Businesses to Conserve Natural Resources Using Connected Devices

Connected devices, including mobile devices, can help capture a wealth of information about surrounding environments and identify potential threats. According to Readwrite, this practice can be applied to conserve natural resources.

Every day we see headlines about new smartphones, voice assistants and other gadgets that take entertainment to the next level and help us be more productive. However, those devices are just the tip of the iceberg when it comes to unlocking the potential of the IoT. Consumers and businesses need to start thinking more about how they use the latest technologies to reduce their environmental impact and conserve natural resources for the benefit of everyone. Four key conservation and environmental issues the IoT is helping to solve are air pollution, water waste, noise pollution and wildfires.

Reducing Air Pollution, One Sensor at a Time

The estimated economic cost of air pollution is $1.72 trillion according to the OECD (Organization for Economic Co-operation and Development). Pollution is linked to a wide variety of medical issues in people and animals, and can also cause serious harm to plants. Over the last century, countries around the world have made significant policy changes to curb air pollution and implement more sustainable practices. Tracking air quality is fundamental to understanding how pollution spreads and the impact of it on communities, giving businesses and governments the data they need to make informed decisions about how to mitigate air quality issues.

Listed records:
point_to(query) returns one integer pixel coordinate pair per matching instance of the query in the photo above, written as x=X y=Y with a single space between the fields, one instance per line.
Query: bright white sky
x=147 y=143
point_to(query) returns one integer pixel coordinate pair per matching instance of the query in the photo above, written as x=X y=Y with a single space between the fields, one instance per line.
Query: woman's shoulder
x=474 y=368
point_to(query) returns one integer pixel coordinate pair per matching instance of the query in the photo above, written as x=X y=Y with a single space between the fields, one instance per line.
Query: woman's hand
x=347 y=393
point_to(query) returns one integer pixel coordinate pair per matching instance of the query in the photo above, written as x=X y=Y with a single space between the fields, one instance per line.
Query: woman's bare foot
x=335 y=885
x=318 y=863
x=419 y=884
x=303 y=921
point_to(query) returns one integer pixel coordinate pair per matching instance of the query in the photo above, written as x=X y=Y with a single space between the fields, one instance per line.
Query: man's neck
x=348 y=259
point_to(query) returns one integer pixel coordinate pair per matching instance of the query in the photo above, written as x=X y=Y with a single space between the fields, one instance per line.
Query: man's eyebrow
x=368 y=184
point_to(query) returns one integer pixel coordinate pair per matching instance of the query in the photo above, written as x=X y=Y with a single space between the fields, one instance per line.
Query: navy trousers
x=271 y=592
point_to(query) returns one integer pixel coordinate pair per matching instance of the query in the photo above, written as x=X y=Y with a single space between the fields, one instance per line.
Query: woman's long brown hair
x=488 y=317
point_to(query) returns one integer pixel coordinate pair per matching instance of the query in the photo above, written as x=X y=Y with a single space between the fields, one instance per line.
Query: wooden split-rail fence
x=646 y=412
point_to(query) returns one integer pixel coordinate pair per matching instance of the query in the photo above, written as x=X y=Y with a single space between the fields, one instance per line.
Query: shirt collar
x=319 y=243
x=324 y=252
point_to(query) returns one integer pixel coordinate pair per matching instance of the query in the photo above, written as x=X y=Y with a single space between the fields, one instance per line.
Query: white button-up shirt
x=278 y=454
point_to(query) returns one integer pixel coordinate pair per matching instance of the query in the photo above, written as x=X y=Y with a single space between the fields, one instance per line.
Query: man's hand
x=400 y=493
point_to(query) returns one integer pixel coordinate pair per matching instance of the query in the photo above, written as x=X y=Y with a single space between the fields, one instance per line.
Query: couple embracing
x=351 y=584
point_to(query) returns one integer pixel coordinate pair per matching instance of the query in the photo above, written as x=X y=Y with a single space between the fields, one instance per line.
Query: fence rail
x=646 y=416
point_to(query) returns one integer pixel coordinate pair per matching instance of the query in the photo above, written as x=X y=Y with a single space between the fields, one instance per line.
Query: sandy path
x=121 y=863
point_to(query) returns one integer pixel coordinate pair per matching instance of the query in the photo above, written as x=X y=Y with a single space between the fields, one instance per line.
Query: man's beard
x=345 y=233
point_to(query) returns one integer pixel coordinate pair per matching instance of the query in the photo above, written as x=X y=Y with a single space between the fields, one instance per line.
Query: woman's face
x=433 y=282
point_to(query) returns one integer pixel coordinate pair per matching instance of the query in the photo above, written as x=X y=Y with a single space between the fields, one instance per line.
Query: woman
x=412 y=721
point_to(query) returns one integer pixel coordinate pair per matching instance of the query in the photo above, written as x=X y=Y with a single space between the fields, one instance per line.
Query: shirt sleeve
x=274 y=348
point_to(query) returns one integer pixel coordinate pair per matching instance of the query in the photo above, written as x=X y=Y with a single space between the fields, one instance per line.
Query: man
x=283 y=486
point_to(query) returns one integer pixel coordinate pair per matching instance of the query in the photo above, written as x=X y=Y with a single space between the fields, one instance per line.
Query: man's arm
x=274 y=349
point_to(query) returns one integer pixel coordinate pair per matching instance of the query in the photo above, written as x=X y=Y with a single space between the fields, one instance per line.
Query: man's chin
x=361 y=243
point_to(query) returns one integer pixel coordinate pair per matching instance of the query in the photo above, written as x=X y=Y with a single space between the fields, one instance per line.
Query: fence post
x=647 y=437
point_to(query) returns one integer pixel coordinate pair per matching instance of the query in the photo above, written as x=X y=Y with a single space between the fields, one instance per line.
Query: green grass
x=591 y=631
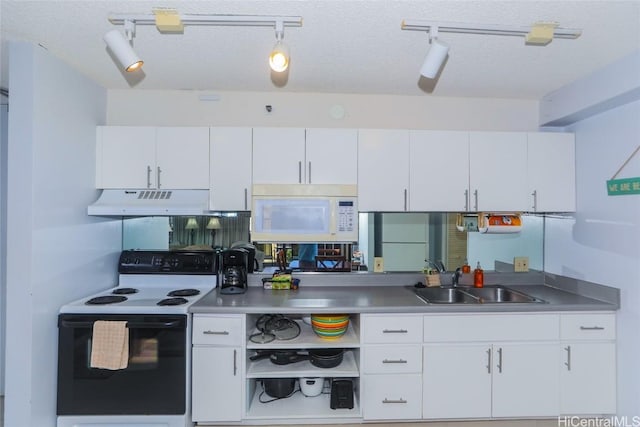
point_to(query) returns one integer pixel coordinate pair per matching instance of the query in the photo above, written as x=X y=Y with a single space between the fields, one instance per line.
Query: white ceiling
x=344 y=46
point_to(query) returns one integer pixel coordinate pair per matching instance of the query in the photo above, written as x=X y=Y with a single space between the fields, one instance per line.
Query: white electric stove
x=153 y=296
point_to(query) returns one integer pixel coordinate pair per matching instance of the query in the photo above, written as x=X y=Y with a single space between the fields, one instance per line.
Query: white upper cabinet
x=551 y=172
x=230 y=173
x=498 y=171
x=140 y=157
x=331 y=156
x=439 y=171
x=278 y=155
x=383 y=170
x=304 y=156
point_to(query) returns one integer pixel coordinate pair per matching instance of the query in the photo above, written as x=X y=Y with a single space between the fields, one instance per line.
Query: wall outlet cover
x=520 y=264
x=378 y=265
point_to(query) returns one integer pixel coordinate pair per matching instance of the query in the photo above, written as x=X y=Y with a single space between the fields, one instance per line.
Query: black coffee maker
x=233 y=268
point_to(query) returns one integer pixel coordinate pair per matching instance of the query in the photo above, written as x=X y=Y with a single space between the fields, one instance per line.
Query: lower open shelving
x=299 y=406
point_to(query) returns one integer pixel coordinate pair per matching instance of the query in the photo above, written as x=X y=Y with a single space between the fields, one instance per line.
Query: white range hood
x=150 y=203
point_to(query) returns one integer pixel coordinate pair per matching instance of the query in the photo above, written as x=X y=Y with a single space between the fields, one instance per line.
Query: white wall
x=602 y=242
x=56 y=253
x=183 y=108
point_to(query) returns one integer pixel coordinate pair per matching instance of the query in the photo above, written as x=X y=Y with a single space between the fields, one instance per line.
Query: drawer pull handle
x=394 y=361
x=591 y=328
x=401 y=400
x=215 y=332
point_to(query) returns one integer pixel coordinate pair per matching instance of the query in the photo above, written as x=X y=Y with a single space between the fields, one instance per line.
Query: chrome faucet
x=455 y=277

What you should do: Pick up the article on using connected devices to conserve natural resources after its last sentence, and keep writing it.

Task answer:
The problem with traditional air monitoring systems is that they are expensive and only capable of monitoring a limited range of parameters. The emergence of low cost, low maintenance sensors and gateways has enabled cities and businesses to deploy air pollution monitoring solutions at a massive scale, providing unprecedented insight into air quality. Deploying these sensors around roads, schools, industrial buildings, parks and other areas provides real-time measurements of air quality to map patterns, identify issues and make more strategic business and policy decisions.

Say Goodbye to Water Waste

Amid a variety of statewide droughts, public service announcements have worked hard to educate the public about the importance of conserving water and reducing water waste. However, even the most conscientious person might not be aware of water leaks in their home and how that’s contributing to their water bill. For businesses, the problem of water leaks is magnified. In an industrial warehouse or office building, the cost of water leaks can rapidly add up, not to mention the damage a ruptured pipe or other leak can cause if problems are left unchecked.

Connected sensors are an easy way that consumers and businesses can keep tabs on water usage to better understand their water footprint and reduce water consumption. Sensors can monitor water usage, in addition to tracking a building’s levels of humidity and temperature, to provide real-time analytics so anomalies can be quickly spotted and resolved. Costco Wholesale is not only committed to slashing prices, it’s also make incredible strides in cutting down its water usage. When Costco tested out the Apana water management system, the company saw a 20 percent reduction in water use and a 22 percent reduction in their water bills. Costco has since rolled out this water management system across the rest of its North America locations.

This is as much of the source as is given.